Las casas de Pinkus nunca se sitúan en lo urbano, lo cargado, lo ruidoso. Parecen tener techos altos, galerías, ventanas que son el delirio de esa respiración entrecortada del deseo y la expectativa. Las casas de Pinkus están más allá, en el campo, en la intimidad. Son, como quiso el filósofo alemán arrepentido, el resguardo del lenguaje, del ser en el lenguaje. El lenguaje habita esa morada y el ser la aclara y la oculta porque, dirá Heidegger, “el ser es lo más próximo. Pero la proximidad es lo que más lejos le queda al hombre”: casas distantes, cuerpos rotos, voz entrecortada:
¿cómo vos y yo
podemos caber
en la misma frase?
(“Ícaro”)
Planos superpuestos, iluminación difusa.
Un encuentro
La azarosa interlocutora oriental tiene una voz poderosísima que es una ráfaga imbatible, imperturbable. Su discurso parece ser el propio del de un manual de autoayuda esotérico, con afirmaciones rotundas y algo enigmáticas, de comparaciones obsesivas y consejos violentos. Y, sin embargo, en su historia, la casa del lenguaje ha sido destruida una y otra vez. Tal vez, por eso, su hablar por ráfagas. En todo caso, su modulación es la misma (aunque acelerada) que la del sujeto anterior, asombrado ahora del encuentro con ésta, la sobreimpresión seriada y ultrasaturada de su voz.
-- -- --
Instrucciones:
• 1. Reescribe el pasaje del texto sobre las casas de Pinkus que comienza en “Las casas de Pinkus nunca” y termina en “superpuestos, iluminación difusa.”, sustituyendo “casas” por “viviendas”.
• 2. Según el texto sobre las casas de Pinkus, ¿qué parecen tener esas casas? Enuméralo todo.

Datos recopilados:
-- -- --
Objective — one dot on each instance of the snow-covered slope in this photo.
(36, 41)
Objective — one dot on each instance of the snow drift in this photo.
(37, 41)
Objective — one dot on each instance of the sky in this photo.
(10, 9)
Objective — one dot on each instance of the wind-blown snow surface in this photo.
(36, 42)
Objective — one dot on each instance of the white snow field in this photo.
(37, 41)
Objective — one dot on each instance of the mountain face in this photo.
-- -- --
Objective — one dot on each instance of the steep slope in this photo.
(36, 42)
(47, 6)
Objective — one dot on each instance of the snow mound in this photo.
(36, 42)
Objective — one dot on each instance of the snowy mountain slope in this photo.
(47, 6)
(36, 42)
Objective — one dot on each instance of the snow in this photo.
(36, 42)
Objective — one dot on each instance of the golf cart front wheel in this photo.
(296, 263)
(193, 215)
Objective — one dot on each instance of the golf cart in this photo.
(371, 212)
-- -- --
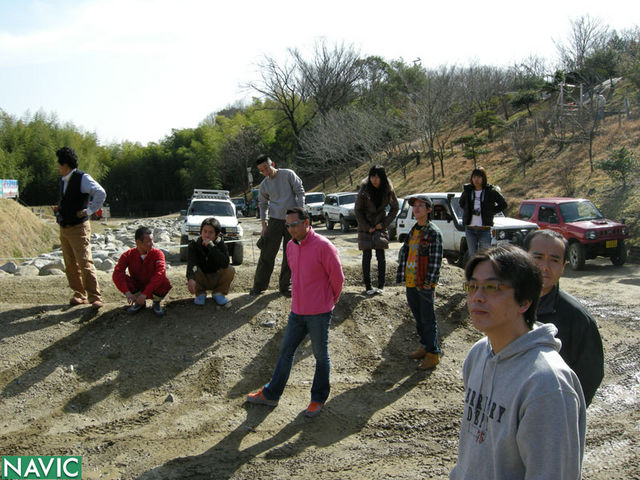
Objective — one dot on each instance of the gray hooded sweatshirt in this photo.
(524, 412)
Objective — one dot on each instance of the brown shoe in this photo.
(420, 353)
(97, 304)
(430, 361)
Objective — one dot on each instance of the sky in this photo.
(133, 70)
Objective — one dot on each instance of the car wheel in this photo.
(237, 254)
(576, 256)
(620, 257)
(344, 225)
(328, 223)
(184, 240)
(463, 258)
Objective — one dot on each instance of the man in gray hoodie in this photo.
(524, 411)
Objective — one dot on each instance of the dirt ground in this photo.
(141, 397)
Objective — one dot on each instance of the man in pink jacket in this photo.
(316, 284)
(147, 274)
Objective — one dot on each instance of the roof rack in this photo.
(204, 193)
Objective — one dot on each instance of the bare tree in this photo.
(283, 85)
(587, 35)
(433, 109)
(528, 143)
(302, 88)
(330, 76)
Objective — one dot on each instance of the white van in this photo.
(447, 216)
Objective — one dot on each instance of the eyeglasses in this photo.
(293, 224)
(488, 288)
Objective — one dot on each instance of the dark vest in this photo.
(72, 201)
-- -- --
Soluciones:
• 1.
Las viviendas de Pinkus nunca se sitúan en lo urbano, lo cargado, lo ruidoso. Parecen tener techos altos, galerías, ventanas que son el delirio de esa respiración entrecortada del deseo y la expectativa. Las viviendas de Pinkus están más allá, en el campo, en la intimidad. Son, como quiso el filósofo alemán arrepentido, el resguardo del lenguaje, del ser en el lenguaje. El lenguaje habita esa morada y el ser la aclara y la oculta porque, dirá Heidegger, “el ser es lo más próximo. Pero la proximidad es lo que más lejos le queda al hombre”: viviendas distantes, cuerpos rotos, voz entrecortada:
¿cómo vos y yo
podemos caber
en la misma frase?
(“Ícaro”)
Planos superpuestos, iluminación difusa.

• 2. Techos altos, galerías y ventanas.